* 必須課題
「Please segment every instance of the tent」を含む行で始まり「POLYGON ((114 82, 111」を含む行で終わる部分を、両端の行も含めてJSONの文字列リストに書き直してください。1行を1つの文字列とし、空行は除きます。
****************
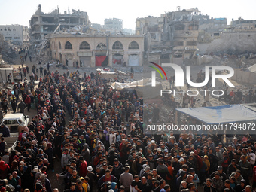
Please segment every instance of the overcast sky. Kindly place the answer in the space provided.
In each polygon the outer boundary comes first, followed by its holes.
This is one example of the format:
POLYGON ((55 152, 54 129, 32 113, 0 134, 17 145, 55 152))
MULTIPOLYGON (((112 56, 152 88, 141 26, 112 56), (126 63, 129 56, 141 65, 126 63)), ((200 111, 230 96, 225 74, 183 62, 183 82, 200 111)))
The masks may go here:
POLYGON ((203 14, 212 17, 226 17, 229 24, 232 18, 239 17, 245 20, 256 20, 255 0, 0 0, 0 25, 20 24, 29 26, 29 20, 41 4, 42 11, 49 13, 59 6, 63 14, 69 8, 87 11, 93 23, 104 24, 105 18, 123 20, 123 28, 135 29, 137 17, 149 15, 160 17, 165 12, 198 8, 203 14))

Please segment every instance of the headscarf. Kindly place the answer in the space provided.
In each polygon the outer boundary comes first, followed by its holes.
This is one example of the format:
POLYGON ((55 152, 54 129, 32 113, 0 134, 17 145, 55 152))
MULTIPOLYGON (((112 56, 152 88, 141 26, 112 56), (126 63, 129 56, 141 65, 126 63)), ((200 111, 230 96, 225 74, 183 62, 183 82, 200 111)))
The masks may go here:
POLYGON ((5 161, 3 160, 0 161, 0 169, 2 171, 5 171, 6 169, 9 169, 9 166, 5 164, 5 161))

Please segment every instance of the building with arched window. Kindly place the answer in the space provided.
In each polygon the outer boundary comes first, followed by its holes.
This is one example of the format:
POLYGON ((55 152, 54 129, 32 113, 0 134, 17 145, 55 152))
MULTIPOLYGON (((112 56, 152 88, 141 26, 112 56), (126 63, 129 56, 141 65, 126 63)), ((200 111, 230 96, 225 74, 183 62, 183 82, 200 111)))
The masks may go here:
POLYGON ((74 35, 53 34, 50 38, 53 59, 80 67, 142 66, 142 35, 74 35), (59 46, 53 46, 53 44, 59 46))

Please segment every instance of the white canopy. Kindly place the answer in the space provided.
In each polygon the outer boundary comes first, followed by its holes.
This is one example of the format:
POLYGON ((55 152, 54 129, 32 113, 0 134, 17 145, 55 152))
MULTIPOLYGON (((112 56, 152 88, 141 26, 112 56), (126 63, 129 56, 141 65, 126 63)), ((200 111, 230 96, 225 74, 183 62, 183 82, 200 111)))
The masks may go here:
POLYGON ((176 108, 176 110, 207 124, 256 120, 256 112, 242 105, 176 108))

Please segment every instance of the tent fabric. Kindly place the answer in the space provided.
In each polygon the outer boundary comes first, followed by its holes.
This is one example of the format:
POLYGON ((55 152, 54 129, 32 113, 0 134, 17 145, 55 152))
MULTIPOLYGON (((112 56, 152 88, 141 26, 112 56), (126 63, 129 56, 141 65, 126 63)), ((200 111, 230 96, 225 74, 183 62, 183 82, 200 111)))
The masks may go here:
POLYGON ((129 66, 139 66, 139 55, 130 55, 129 56, 129 66))
POLYGON ((114 82, 111 84, 114 89, 120 90, 123 89, 133 89, 136 91, 139 96, 143 97, 144 99, 153 99, 160 95, 162 84, 156 82, 156 87, 151 86, 151 79, 146 78, 143 80, 133 81, 131 83, 114 82))
POLYGON ((103 61, 107 58, 106 56, 95 56, 95 65, 96 67, 100 67, 103 61))
POLYGON ((242 105, 176 108, 176 110, 207 124, 256 120, 256 112, 242 105))

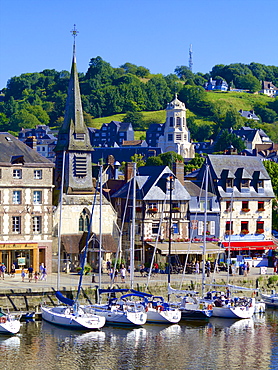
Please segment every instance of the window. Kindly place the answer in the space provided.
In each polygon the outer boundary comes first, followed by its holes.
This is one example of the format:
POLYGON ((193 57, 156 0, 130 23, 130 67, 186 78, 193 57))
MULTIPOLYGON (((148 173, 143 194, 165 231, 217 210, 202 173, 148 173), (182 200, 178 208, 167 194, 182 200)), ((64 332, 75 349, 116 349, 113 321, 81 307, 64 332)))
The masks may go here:
POLYGON ((210 221, 208 226, 210 234, 215 235, 215 221, 210 221))
POLYGON ((226 221, 226 233, 230 233, 231 231, 231 234, 233 233, 233 221, 230 222, 230 221, 226 221))
POLYGON ((12 217, 12 231, 13 233, 20 234, 21 230, 21 218, 20 216, 13 216, 12 217))
POLYGON ((152 223, 152 234, 157 235, 159 230, 159 222, 152 223))
POLYGON ((35 234, 41 233, 41 226, 42 226, 42 219, 41 216, 34 216, 33 217, 33 232, 35 234))
POLYGON ((34 190, 33 201, 34 204, 42 204, 42 192, 40 190, 34 190))
POLYGON ((248 221, 241 221, 240 231, 248 234, 248 221))
POLYGON ((34 170, 34 179, 41 180, 42 179, 42 170, 34 170))
POLYGON ((257 229, 256 229, 257 234, 262 234, 264 233, 264 222, 263 221, 257 221, 257 229))
POLYGON ((79 231, 89 231, 90 217, 86 210, 83 210, 79 217, 79 231))
POLYGON ((21 204, 21 191, 20 190, 13 191, 13 204, 21 204))
POLYGON ((243 212, 249 212, 250 209, 249 209, 249 202, 248 201, 243 201, 242 202, 242 209, 241 209, 243 212))
POLYGON ((204 232, 204 222, 198 221, 198 235, 202 235, 204 232))
POLYGON ((226 187, 232 188, 233 187, 233 179, 227 179, 226 180, 226 187))
POLYGON ((242 179, 241 180, 241 187, 242 188, 249 188, 249 180, 242 179))
POLYGON ((179 233, 179 224, 177 222, 173 223, 172 230, 173 230, 173 234, 179 233))
POLYGON ((87 174, 87 159, 83 156, 74 156, 73 160, 74 176, 85 177, 87 174))
POLYGON ((258 202, 258 211, 264 211, 264 202, 258 202))
POLYGON ((230 200, 227 200, 226 201, 226 211, 231 211, 231 205, 232 205, 232 202, 230 200))
POLYGON ((13 170, 14 179, 22 179, 22 170, 13 170))

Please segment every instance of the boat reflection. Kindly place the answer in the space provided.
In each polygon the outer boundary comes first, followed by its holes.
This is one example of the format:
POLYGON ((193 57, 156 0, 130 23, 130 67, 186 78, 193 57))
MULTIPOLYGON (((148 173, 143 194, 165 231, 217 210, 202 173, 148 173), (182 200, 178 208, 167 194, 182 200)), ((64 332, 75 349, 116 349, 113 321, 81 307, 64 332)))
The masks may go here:
POLYGON ((105 333, 103 331, 78 331, 78 330, 71 330, 59 326, 55 326, 49 324, 46 321, 42 321, 42 331, 52 335, 54 338, 58 340, 69 340, 72 339, 76 343, 85 343, 87 341, 97 341, 97 342, 104 342, 105 340, 105 333))
POLYGON ((245 330, 254 330, 254 320, 251 319, 225 319, 212 317, 209 320, 215 330, 224 330, 229 332, 241 332, 245 330))

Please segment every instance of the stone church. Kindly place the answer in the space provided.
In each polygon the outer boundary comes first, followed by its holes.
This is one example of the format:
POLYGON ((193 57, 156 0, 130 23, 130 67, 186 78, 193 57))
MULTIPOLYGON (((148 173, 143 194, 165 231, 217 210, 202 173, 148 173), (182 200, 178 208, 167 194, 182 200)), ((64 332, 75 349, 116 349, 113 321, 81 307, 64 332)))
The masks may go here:
MULTIPOLYGON (((115 241, 117 215, 104 197, 102 197, 100 205, 100 194, 96 191, 96 188, 99 189, 99 185, 96 185, 96 179, 93 181, 92 152, 89 131, 83 119, 74 43, 65 117, 55 148, 54 182, 60 193, 59 195, 57 191, 56 199, 61 199, 61 189, 63 191, 62 202, 57 202, 53 226, 55 236, 58 236, 60 225, 62 269, 69 270, 69 264, 72 268, 78 265, 79 253, 84 248, 86 234, 90 231, 89 223, 92 210, 91 232, 95 243, 90 245, 88 262, 93 267, 98 265, 100 232, 103 236, 102 248, 108 253, 108 258, 110 258, 109 253, 115 252, 117 249, 115 241), (60 209, 61 203, 62 211, 60 209)), ((58 246, 58 240, 56 241, 58 246)), ((104 253, 104 258, 107 257, 107 253, 104 253)), ((104 264, 103 261, 102 263, 104 264)))
POLYGON ((185 104, 177 95, 167 104, 164 133, 158 139, 157 146, 165 152, 176 152, 183 158, 195 156, 194 145, 190 142, 190 132, 186 125, 185 104))

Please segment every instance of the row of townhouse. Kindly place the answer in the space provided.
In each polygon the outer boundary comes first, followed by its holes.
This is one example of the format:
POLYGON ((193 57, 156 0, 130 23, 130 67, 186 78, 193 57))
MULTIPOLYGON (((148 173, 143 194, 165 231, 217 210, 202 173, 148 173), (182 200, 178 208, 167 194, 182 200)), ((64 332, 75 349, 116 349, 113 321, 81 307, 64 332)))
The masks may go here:
MULTIPOLYGON (((122 245, 127 260, 134 181, 138 263, 150 262, 155 248, 157 261, 166 262, 169 238, 172 254, 180 263, 187 254, 191 259, 201 258, 196 255, 203 253, 204 229, 206 252, 214 257, 223 257, 225 252, 227 255, 229 249, 232 257, 247 255, 259 260, 276 248, 271 233, 274 193, 262 162, 256 157, 209 155, 206 163, 185 181, 183 163, 175 163, 173 172, 167 166, 140 167, 135 177, 130 168, 126 170, 125 184, 111 199, 118 222, 124 223, 122 245), (210 174, 207 192, 204 191, 206 166, 210 174)), ((109 181, 108 188, 112 188, 109 181)))

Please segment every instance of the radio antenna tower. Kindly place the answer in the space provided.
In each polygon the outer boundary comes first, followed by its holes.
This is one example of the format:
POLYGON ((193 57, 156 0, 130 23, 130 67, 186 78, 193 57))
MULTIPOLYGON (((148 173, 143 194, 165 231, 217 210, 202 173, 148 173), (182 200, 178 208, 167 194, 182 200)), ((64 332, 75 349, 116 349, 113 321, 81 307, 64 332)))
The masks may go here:
POLYGON ((190 69, 191 72, 192 72, 192 69, 193 69, 193 58, 192 58, 192 55, 193 55, 192 44, 190 44, 190 47, 189 47, 189 69, 190 69))

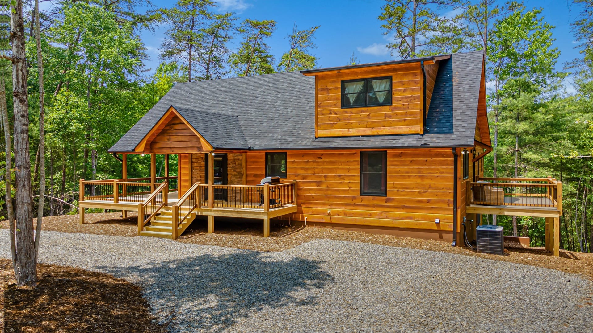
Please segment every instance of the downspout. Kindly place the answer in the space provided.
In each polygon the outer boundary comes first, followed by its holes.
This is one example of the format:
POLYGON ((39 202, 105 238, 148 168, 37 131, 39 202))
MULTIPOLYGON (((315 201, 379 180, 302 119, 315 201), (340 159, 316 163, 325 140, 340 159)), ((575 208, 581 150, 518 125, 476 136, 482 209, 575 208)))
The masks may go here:
POLYGON ((422 133, 424 133, 425 127, 426 124, 426 72, 424 70, 424 60, 420 62, 420 68, 422 70, 422 82, 423 89, 422 96, 422 133))
POLYGON ((113 157, 116 159, 117 159, 117 161, 121 162, 122 163, 123 163, 123 160, 121 158, 120 158, 119 156, 117 156, 117 153, 113 153, 113 157))
POLYGON ((453 152, 453 242, 451 246, 454 246, 457 243, 457 151, 451 148, 453 152))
****************
* 完成解答
[
  "Please segment every instance of the tent fabric. Kindly place the answer in the space provided.",
  "In each polygon the outer boundary comes first, followed by its holes.",
  "This is one example of the format:",
  "POLYGON ((55 152, 54 129, 32 113, 0 134, 17 145, 55 152))",
  "MULTIPOLYGON (((112 56, 152 88, 141 26, 112 56), (126 63, 129 56, 141 65, 126 63)), ((200 111, 230 96, 225 74, 183 62, 183 82, 200 111)))",
  "The masks may go here:",
  "POLYGON ((129 66, 139 66, 139 55, 130 55, 129 56, 129 66))",
  "POLYGON ((114 82, 111 84, 114 89, 120 90, 123 89, 133 89, 136 91, 139 96, 143 97, 144 99, 153 99, 160 95, 162 84, 156 82, 156 87, 151 86, 151 79, 146 78, 143 80, 133 81, 131 83, 114 82))"
]